__Texte source__.
□ □ □ □ □
Dans le cas spécifique du travail des enfants, les entreprises suisses sont très sensibilisées non seulement pour des raisons d’éthique et d’image de marque, mais aussi parce qu’une nouvelle loi est entrée en vigueur le 1er janvier de cette année (Ordonnance sur les devoirs de diligence et de transparence dans les domaines des minerais et métaux provenant de zones de conflit et du travail des enfants, ODiTr). Celle-ci oblige désormais les sociétés à vérifier les soupçons de travail d’enfants dans leur chaîne d’approvisionnement à l’étranger et de les rapporter s’ils s’avèrent fondés. Ce texte met une pression évidente sur le secteur privé helvétique, en particulier sur les entreprises qui ont des fournisseurs actifs à l’étranger, par exemple l’agriculture. «Certaines entreprises ayant de tels fournisseurs ont assuré, lors de notre enquête, n’avoir jamais détecté de travail d’enfants dans leur chaîne d’approvisionnement et donc n’avoir pas eu besoin de prendre des mesures, remarque Dorothée Baumann-Pauly. Or la prévalence du travail des enfants dans l’agriculture est tellement élevée qu’il n’est pratiquement pas possible d’y échapper. Pour moi, de telles affirmations interrogent donc la capacité des systèmes de surveillance à détecter les risques en matière de travail des enfants.»

Il faut dire que le remède contre ce fléau est difficile à mettre en œuvre. Certaines des entreprises qui ont le plus de moyens tentent sérieusement d’appliquer des solutions sur place, telles que veiller à une meilleure éducation pour les enfants, assurer des salaires décents aux familles qu’elles emploient ou encore coopérer avec des organisations locales pour arriver à des améliorations structurelles durables. Mais même en tenant compte de tous ces efforts, la partie est loin d’être gagnée.

«C’est une fausse idée que de penser que le travail des enfants n’est qu’un problème des pays à haut risque, souligne Berit Knaak. Les entreprises le savent.» Une affirmation corroborée par au moins deux exemples tirés de l’actualité récente. Une enquête réalisée en 2016 par l’ONG Centre de ressources sur les entreprises et les droits de l’homme a ainsi révélé la présence d’enfants syriens dans des usines turques fournissant de grandes marques d’habits occidentales. De son côté, le Guardian a publié un article en janvier documentant comment une plateforme internet engageait des enfants – parfois de moins de 10 ans – aux États-Unis, pour le développement de jeux vidéo et d’applications avec, à la clé, une exploitation financière, des menaces de licenciement et du harcèlement sexuel.

Sans le savoir

«Dans notre enquête, nous avons également remarqué que les entreprises suisses agissent souvent en faveur des droits de l’enfant mais qu’elles n’en sont pas conscientes, note Berit Knaak. Une majorité d’entre elles engagent par exemple des stagiaires ou des apprenti-es mineur-es et ont depuis longtemps adapté leurs règlements et pris des mesures en fonction de ces employé-es spéciaux/ales, mais sans faire distinctement la connexion avec les droits de l’enfant. Nous avons aussi relevé que la sécurité des produits répond à des standards très élevés. L’industrie suisse est même mondialement réputée pour cela. Il s’agit, là aussi, d’une contribution très importante aux droits de l’enfant sans que cela soit explicitement reconnu comme tel.»
□ □ □ □ □
__Données enregistrées__.
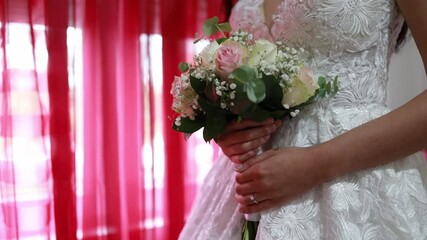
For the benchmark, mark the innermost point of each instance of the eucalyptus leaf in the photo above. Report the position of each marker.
(243, 74)
(225, 27)
(183, 67)
(255, 91)
(221, 40)
(328, 88)
(210, 27)
(321, 81)
(189, 126)
(199, 85)
(215, 125)
(273, 92)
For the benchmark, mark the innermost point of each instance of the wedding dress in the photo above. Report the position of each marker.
(353, 39)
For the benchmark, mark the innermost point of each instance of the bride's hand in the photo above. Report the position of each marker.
(276, 177)
(241, 140)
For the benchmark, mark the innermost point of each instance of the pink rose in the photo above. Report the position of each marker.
(229, 56)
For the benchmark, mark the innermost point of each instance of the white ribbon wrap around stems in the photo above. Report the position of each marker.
(255, 217)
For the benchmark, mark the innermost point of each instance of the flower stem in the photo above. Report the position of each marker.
(249, 230)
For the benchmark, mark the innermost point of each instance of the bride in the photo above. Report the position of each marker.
(345, 168)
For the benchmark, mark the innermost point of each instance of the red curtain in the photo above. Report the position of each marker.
(37, 161)
(86, 145)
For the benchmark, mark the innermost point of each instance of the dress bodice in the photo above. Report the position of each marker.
(353, 39)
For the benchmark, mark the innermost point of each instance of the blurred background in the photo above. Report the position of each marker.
(86, 146)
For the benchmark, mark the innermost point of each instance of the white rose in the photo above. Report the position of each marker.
(302, 88)
(207, 55)
(263, 50)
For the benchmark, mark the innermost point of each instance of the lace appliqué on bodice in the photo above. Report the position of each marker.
□ □ □ □ □
__Objectif visé__. Transcrivez à l’identique le passage du texte sur le travail des enfants qui commence par « Il faut dire » et se poursuit jusqu’à « loin d’être gagnée. ».

__Résultat obtenu__.
Il faut dire que le remède contre ce fléau est difficile à mettre en œuvre. Certaines des entreprises qui ont le plus de moyens tentent sérieusement d’appliquer des solutions sur place, telles que veiller à une meilleure éducation pour les enfants, assurer des salaires décents aux familles qu’elles emploient ou encore coopérer avec des organisations locales pour arriver à des améliorations structurelles durables. Mais même en tenant compte de tous ces efforts, la partie est loin d’être gagnée.